◆ Short problem
Update the rice recipe text from "1.5 cups water" to "mostly non-meat based." so that "bratwurst" becomes "chorizo" wherever it appears.

Beef/Mutton/Chicken for Shivajinagar. Muslims make good meat dishes. That is 100% guaranteed. And on the streets it doesn't pinch the pocket much.
Indeed, that they do. Though I'd have loved to go in for a juicy steak, I could get by on beef kebab. The fried chicken was pretty good too.

New recipe:

3/4 cup of parboiled rice (https://en.wikipedia.org/wiki/Parboiled_rice)
1.5 cups water
microwave for 20 minutes on low
add diced tomatoes, tomato sauce, and a diced ready-to-eat bratwurst
microwave for 5 minutes on high
add a slice of cheese
microwave for 1 minute on high
add hot sauce, stir, and enjoy

This one ought to make Gun Grape especially proud. It's mostly non-meat based.

Gun Grape
10 Jul 18,, 03:44
New recipe:

3/4 cup of parboiled rice (https://en.wikipedia.org/wiki/Parboiled_rice)

◆ Given records
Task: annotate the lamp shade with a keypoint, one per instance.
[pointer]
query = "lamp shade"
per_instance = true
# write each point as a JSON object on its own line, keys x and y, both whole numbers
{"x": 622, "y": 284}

◆ Task result
1.5 cups water
microwave for 20 minutes on low
add diced tomatoes, tomato sauce, and a diced ready-to-eat chorizo
microwave for 5 minutes on high
add a slice of cheese
microwave for 1 minute on high
add hot sauce, stir, and enjoy

This one ought to make Gun Grape especially proud. It's mostly non-meat based.